A run of records
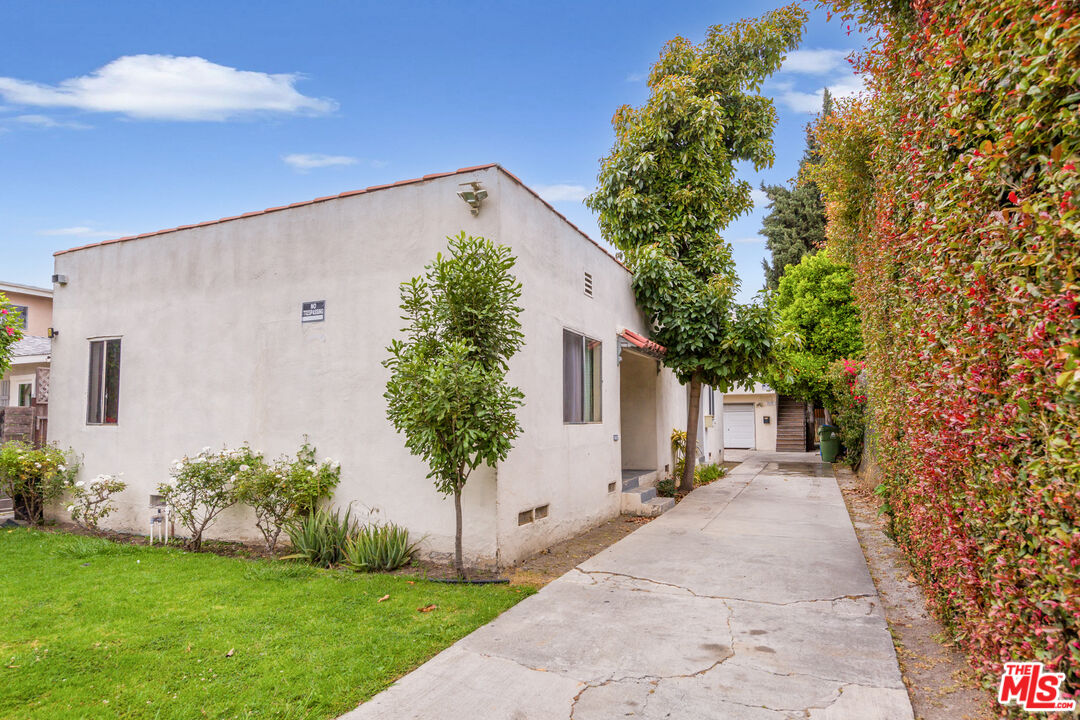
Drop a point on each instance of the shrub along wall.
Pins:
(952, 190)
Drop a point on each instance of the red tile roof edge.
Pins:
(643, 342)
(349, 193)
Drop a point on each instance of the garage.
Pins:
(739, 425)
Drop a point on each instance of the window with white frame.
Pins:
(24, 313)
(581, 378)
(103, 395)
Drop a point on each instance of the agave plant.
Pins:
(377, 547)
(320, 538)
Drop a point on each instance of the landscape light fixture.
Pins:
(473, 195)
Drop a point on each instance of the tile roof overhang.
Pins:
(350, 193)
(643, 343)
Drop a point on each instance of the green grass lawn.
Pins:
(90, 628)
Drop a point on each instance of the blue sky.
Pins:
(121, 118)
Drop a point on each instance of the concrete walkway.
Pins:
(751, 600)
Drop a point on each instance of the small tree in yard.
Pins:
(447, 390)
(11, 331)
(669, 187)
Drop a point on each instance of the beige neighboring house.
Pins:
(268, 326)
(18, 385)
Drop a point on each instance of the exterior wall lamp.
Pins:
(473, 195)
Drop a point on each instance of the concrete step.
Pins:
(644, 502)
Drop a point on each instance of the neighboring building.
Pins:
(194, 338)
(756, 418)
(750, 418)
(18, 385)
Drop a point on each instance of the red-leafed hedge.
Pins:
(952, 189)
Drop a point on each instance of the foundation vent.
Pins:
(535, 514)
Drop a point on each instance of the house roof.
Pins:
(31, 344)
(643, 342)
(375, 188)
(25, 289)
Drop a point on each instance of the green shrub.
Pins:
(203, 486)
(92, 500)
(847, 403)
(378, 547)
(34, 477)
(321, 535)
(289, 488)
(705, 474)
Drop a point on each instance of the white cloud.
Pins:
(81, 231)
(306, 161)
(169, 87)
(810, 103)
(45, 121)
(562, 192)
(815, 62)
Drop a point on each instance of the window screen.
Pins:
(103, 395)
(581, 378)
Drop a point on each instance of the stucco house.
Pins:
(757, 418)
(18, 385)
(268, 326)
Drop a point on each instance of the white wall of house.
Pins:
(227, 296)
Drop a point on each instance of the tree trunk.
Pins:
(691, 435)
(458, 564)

▶ _DESCRIPTION OF THE TASK_: Please reproduce all of the records above word for word, leaving out the pictures.

▶ _FINISHED TASK_:
Drop a point on each instance of the shrub along wall.
Pins:
(952, 190)
Drop a point on each instance of the red tile roof edge.
Pins:
(643, 342)
(349, 193)
Drop a point on each instance of the garage.
Pins:
(739, 425)
Drop a point on each instance of the window with white frame.
Pins:
(24, 313)
(581, 378)
(103, 395)
Drop a point on each instance of the agave plant.
Pins:
(377, 547)
(320, 538)
Drop a point on each instance of the landscape light fixture.
Pins:
(473, 195)
Drop a point on each instance of the tile roof overhang.
Pins:
(350, 193)
(643, 343)
Drop a point on each instance of the green grass lawn.
Pins:
(90, 628)
Drop a point on each instance of the blue sky.
Pins:
(121, 118)
Drop a point on each instance of the concrete walkway.
Pins:
(751, 600)
Drop a point on each instance of the small tree in yard.
Pins:
(447, 390)
(11, 331)
(669, 187)
Drop a point on each instance of the beige neighboring house.
Pins:
(268, 326)
(18, 385)
Drop a point on each instance of the exterior wall lamp.
Pins:
(473, 195)
Drop a point on each instance of the concrete step.
Pins:
(644, 502)
Drop a point on each instance of the neighboring building.
Pins:
(194, 338)
(756, 418)
(750, 418)
(18, 385)
Drop a point on each instance of the red-leafed hedge.
Pins:
(952, 189)
Drop a point on each instance of the foundation vent.
Pins:
(535, 514)
Drop a point on each instance of the house roof.
Pins:
(31, 344)
(643, 342)
(375, 188)
(25, 289)
Drop a point on each instance of the green shrub.
Pins:
(203, 486)
(92, 500)
(847, 403)
(378, 547)
(34, 477)
(321, 535)
(289, 488)
(705, 474)
Drop a point on each instance of the white cloud.
Pins:
(81, 231)
(306, 161)
(169, 87)
(810, 103)
(45, 121)
(562, 192)
(815, 62)
Drop a point on each instance of the window screen.
Pins:
(103, 395)
(581, 378)
Drop a point on each instance of the stucco house.
Pins:
(757, 418)
(18, 385)
(268, 326)
Drop a point on each instance of the white wall of house.
Pins:
(227, 296)
Drop a point on each instance of the tree trunk.
Pins:
(691, 435)
(458, 564)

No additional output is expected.